*Problem statement*: Please pull out every line of the records below that contains the word "drawn". Letter case counts, so a line qualifies only if its capitalization matches.
* start Records shown *
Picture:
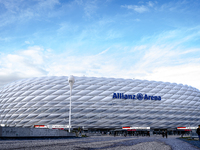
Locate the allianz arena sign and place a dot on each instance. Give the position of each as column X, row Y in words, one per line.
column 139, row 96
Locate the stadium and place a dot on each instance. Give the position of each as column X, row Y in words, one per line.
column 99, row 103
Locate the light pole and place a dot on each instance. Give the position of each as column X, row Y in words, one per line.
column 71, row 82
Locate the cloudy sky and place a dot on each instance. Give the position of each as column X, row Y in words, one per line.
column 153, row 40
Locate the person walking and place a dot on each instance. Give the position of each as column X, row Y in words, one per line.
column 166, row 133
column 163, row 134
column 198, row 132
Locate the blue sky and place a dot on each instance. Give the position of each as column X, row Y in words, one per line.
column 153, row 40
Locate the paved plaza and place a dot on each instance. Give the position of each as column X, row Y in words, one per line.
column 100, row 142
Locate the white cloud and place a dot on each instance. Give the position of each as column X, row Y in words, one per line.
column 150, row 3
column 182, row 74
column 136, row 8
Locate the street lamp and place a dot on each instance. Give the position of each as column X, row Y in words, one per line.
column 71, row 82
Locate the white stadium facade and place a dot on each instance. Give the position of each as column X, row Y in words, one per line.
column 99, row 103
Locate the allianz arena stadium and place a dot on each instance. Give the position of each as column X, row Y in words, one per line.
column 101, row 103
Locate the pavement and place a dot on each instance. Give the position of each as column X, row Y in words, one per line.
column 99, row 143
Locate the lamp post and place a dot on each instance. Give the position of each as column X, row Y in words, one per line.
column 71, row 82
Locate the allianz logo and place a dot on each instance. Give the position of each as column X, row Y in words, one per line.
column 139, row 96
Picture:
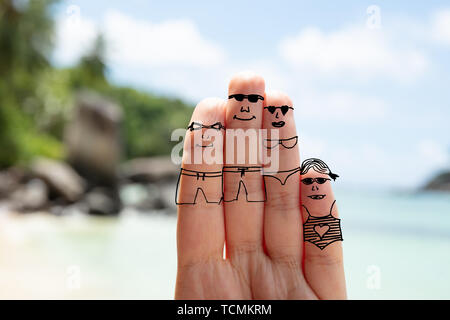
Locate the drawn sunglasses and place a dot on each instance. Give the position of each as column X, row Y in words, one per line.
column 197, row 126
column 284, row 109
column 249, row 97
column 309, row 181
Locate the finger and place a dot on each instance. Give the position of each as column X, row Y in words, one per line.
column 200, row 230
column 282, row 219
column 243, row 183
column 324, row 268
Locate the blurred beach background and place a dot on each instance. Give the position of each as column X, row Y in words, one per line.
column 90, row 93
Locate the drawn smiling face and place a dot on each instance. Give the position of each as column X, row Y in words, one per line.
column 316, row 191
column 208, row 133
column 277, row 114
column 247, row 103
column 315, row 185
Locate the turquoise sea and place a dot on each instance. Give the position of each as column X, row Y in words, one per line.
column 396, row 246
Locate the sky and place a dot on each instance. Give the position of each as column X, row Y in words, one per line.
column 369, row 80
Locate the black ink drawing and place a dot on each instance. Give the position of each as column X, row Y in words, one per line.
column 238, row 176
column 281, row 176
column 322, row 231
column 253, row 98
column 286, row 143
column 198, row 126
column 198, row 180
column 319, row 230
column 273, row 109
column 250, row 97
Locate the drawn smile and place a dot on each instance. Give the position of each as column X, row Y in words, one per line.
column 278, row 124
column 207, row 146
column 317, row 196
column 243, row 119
* end Records shown *
* start Records shown *
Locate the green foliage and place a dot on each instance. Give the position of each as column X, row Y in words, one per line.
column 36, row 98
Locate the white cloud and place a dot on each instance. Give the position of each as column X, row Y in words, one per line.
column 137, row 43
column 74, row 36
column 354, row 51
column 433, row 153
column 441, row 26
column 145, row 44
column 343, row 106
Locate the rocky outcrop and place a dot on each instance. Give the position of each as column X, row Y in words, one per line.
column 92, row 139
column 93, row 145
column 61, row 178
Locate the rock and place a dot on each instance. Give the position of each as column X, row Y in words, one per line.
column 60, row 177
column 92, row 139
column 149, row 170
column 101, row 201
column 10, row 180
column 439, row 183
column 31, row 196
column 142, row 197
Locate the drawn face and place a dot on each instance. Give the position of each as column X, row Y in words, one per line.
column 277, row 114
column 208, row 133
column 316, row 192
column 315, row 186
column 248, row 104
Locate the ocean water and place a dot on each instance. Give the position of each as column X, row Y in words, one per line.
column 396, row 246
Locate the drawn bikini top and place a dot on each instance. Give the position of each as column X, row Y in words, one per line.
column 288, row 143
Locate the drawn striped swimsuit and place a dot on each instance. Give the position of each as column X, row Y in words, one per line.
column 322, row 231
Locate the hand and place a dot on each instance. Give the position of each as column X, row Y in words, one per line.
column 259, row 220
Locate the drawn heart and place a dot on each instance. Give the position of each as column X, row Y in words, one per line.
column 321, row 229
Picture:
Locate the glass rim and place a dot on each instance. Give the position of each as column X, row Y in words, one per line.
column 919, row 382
* end Records shown *
*Exercise answer*:
Locate the drawn sunglasses and place a dot on each instance. Give the position of each as column X, row Y in words, one per line.
Locate the drawn smiling face and place a dot on each instance. Give the position of each as column X, row Y in words, one per line.
Locate the drawn smile and place a dot on each instance. Give the position of each as column X, row Y in words, one per line.
Locate the drawn face and place a dot on each instance. Give the position of each as column X, row Y in words, one per line.
Locate the drawn bikini top and place a dot on each instance. Give the position of each as column X, row Y in words, one per line.
Locate the drawn striped swimsuit and place a dot on each instance. Give the position of each as column X, row Y in words, one per line.
Locate the drawn heart and place a dot on each instance. Give the position of each as column X, row Y in words, one per line.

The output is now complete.